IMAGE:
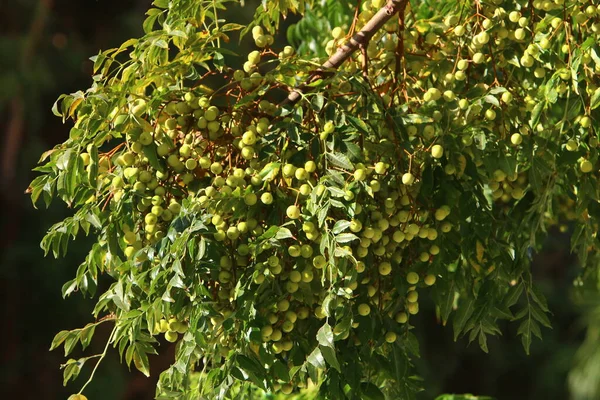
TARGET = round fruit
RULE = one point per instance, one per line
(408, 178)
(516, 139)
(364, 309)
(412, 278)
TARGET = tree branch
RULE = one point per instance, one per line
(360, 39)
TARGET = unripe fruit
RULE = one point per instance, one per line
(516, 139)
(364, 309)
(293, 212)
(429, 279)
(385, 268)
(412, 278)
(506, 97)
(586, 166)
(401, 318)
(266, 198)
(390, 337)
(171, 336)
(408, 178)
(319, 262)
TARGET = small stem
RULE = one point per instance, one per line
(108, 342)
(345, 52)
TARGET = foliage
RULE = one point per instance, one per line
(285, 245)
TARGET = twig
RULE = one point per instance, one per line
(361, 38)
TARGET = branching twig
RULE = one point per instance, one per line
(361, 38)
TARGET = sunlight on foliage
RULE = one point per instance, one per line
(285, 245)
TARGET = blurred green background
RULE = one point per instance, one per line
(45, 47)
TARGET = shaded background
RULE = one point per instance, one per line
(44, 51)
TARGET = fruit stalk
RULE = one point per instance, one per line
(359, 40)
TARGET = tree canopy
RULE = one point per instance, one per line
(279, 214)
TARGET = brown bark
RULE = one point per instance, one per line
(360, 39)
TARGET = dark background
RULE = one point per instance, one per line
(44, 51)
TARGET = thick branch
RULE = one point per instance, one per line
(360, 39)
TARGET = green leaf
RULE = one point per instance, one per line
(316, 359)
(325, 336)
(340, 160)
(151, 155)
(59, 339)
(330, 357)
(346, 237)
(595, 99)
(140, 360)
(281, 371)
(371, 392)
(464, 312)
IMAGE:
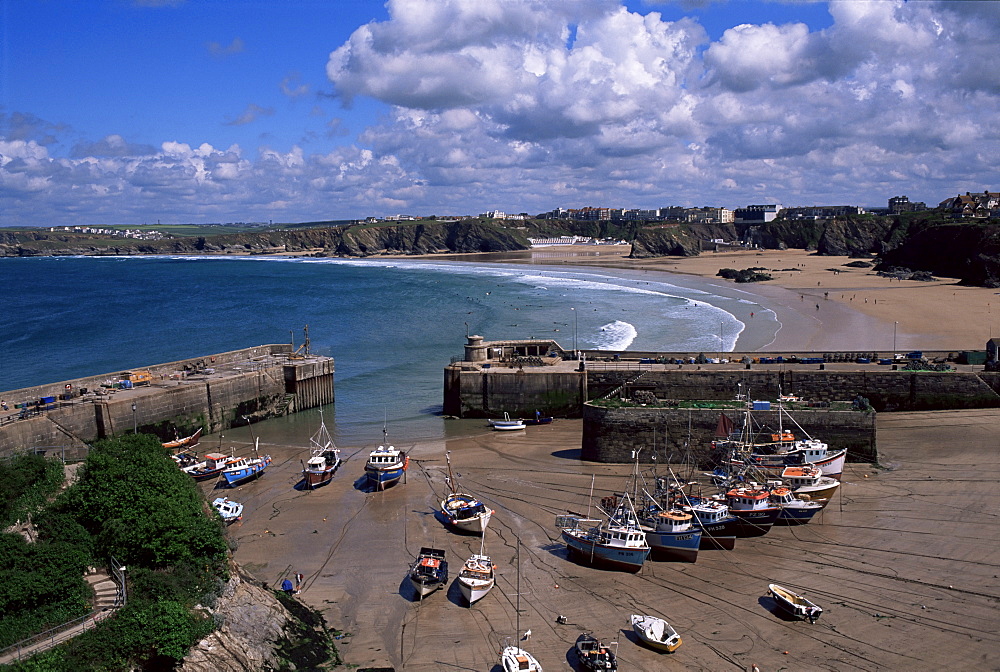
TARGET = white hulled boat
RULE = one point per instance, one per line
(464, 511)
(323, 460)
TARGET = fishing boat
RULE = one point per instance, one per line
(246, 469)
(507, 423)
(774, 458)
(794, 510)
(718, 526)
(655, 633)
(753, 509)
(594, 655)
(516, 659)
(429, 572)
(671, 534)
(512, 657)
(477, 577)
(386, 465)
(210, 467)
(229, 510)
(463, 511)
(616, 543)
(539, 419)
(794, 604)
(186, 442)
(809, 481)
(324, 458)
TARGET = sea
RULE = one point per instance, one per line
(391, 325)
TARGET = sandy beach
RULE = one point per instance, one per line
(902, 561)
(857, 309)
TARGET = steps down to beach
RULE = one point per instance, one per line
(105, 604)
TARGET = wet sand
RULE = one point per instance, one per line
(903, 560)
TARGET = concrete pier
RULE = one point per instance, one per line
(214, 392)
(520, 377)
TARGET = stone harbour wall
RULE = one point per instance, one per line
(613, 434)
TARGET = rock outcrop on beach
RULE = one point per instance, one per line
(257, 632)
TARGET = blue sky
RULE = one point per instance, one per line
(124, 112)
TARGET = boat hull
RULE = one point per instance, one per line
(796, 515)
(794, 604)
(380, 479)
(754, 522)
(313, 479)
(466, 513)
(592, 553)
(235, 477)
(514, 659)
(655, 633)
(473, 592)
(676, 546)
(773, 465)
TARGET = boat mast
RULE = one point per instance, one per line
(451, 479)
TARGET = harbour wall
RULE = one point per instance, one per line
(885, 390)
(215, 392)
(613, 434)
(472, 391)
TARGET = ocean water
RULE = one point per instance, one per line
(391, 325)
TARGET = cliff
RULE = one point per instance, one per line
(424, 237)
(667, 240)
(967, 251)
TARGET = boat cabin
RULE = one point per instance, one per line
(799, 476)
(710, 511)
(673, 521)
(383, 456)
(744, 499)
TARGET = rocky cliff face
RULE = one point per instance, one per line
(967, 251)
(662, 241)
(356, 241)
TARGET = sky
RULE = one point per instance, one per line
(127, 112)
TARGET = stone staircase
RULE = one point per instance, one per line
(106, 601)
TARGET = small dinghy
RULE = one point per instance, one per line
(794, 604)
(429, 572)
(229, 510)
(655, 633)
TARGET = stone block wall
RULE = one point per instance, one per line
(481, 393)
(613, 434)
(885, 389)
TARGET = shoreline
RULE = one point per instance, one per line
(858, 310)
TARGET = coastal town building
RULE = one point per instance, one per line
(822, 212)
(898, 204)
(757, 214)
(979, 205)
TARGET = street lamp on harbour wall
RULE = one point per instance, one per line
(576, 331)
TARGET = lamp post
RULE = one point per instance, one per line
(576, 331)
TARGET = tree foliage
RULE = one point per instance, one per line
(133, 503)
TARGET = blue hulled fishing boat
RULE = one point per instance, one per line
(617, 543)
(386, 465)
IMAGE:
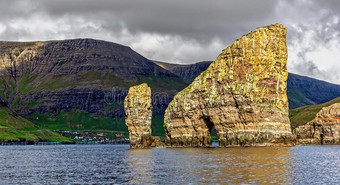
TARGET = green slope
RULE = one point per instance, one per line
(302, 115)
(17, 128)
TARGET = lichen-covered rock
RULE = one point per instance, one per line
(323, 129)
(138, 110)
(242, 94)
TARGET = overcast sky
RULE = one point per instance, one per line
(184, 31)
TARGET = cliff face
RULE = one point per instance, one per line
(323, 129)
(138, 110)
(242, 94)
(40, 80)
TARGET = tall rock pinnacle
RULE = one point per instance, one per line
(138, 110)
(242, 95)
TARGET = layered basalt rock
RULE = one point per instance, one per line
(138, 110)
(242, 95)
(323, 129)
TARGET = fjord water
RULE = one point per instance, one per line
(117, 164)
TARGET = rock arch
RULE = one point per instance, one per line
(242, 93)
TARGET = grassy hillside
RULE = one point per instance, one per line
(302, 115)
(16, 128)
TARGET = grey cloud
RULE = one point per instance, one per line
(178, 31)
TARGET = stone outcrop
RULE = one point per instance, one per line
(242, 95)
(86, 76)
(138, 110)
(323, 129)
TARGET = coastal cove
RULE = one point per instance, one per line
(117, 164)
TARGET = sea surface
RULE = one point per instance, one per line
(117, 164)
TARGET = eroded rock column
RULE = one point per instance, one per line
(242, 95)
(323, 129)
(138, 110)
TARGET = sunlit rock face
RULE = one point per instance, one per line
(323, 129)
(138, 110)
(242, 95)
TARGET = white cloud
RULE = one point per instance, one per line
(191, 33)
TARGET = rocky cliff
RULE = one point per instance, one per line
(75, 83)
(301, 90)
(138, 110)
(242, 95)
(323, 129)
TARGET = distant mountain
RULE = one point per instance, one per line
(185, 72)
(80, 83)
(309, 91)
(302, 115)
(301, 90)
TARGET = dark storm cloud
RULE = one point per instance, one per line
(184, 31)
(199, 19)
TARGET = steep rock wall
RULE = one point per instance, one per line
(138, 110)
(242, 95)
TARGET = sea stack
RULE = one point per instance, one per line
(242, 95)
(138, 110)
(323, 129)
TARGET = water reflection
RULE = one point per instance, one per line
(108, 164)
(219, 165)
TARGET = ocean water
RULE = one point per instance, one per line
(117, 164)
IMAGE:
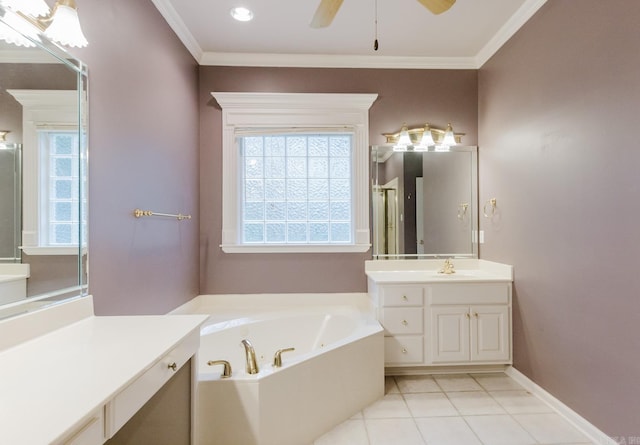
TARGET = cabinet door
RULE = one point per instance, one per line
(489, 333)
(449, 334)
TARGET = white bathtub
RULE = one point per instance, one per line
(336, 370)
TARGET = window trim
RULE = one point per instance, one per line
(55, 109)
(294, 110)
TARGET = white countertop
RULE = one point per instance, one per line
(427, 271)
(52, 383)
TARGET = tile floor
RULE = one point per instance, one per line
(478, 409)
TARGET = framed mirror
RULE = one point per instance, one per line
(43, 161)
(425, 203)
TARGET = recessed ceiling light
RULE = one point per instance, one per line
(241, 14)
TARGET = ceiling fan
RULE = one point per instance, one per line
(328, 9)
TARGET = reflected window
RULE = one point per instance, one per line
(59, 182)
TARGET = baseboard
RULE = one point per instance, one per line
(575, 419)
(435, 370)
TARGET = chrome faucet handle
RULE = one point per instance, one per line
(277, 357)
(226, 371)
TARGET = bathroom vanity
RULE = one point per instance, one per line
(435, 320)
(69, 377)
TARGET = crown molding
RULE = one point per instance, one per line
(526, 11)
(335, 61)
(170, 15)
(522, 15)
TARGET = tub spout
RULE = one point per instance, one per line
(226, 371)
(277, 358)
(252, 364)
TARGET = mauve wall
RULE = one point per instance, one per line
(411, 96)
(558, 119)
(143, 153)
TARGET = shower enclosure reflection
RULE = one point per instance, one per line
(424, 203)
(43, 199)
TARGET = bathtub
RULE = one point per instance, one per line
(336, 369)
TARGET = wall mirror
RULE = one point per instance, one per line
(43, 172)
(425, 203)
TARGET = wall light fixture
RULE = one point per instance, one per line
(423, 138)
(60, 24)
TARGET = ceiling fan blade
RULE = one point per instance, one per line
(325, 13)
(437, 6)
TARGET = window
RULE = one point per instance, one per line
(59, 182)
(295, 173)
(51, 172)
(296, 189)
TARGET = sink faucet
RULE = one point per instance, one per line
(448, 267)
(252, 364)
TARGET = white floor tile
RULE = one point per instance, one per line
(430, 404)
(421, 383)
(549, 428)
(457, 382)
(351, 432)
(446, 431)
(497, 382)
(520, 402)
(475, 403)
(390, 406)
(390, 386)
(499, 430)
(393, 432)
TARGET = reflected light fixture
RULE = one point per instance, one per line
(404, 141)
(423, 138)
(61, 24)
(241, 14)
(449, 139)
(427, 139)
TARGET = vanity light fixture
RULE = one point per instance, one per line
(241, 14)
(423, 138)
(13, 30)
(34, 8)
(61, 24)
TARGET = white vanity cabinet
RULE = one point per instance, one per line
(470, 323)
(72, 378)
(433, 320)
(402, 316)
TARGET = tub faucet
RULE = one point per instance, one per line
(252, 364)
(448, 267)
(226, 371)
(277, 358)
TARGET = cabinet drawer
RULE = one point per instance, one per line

*****

EXERCISE REQUIREMENTS: Look over the material above and show each line where "vanity" appears.

RESPONSE TO THIS TASK:
TARGET = bathroom vanity
TARGET = vanity light fixture
TARGET = white vanity cabinet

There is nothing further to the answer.